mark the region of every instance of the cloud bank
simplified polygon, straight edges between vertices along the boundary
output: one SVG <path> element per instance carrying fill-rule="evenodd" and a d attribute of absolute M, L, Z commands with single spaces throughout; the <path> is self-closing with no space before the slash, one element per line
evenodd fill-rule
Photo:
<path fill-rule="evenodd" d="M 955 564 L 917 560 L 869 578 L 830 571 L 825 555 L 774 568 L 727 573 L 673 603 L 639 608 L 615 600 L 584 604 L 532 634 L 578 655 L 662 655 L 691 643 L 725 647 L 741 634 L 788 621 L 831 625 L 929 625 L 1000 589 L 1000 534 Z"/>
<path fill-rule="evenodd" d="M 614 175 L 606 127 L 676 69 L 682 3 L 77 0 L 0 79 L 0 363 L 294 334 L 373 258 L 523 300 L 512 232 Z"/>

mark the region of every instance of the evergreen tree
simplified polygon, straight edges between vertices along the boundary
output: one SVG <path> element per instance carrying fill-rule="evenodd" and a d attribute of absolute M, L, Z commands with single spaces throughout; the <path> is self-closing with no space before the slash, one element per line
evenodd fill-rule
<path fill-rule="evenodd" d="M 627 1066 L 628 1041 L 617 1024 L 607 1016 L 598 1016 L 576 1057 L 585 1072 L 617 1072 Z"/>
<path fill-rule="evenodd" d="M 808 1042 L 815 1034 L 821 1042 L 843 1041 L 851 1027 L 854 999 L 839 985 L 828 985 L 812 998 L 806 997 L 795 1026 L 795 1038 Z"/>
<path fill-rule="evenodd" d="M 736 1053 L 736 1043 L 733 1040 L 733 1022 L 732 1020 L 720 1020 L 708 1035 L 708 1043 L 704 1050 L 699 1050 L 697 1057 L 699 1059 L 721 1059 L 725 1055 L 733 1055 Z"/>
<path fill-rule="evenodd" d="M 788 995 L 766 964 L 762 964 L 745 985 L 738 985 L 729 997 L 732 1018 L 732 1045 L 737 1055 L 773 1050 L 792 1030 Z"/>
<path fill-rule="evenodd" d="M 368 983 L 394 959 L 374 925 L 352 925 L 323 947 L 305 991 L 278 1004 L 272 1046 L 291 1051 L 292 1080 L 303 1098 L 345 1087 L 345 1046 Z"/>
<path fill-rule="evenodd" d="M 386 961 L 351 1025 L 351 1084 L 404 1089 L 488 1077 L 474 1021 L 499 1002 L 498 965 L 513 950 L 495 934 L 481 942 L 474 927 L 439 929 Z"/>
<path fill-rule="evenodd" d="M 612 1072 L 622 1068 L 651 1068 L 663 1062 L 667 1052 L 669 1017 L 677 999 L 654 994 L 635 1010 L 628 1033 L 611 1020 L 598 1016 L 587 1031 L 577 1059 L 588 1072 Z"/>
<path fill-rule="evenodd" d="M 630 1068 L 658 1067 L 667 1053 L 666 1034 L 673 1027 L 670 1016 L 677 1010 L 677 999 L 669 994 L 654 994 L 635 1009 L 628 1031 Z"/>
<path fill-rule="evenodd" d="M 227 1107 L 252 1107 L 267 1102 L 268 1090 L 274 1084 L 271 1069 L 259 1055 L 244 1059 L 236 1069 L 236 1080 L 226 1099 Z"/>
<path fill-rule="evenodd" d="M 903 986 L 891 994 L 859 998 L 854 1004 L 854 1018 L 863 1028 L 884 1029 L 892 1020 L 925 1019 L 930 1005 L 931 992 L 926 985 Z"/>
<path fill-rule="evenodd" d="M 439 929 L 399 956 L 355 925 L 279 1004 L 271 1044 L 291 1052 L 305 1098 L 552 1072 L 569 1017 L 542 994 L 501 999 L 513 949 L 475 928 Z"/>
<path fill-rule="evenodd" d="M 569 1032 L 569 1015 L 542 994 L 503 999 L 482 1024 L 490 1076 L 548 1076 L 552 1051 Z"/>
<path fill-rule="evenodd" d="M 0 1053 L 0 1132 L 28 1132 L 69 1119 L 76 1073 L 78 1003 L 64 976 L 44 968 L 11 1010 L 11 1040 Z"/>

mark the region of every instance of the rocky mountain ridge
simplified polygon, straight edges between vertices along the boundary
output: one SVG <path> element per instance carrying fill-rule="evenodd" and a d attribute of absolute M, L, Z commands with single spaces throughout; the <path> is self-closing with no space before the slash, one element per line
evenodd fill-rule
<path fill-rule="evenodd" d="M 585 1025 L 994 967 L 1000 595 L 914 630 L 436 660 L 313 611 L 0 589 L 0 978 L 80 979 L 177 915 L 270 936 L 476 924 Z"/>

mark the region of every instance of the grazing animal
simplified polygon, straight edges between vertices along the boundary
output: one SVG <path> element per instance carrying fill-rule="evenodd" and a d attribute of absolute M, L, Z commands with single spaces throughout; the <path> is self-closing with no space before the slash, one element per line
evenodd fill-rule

---

:: Work to complete ::
State the number of lines in the material above that hold the word "every", adding nothing else.

:: Solution for this task ::
4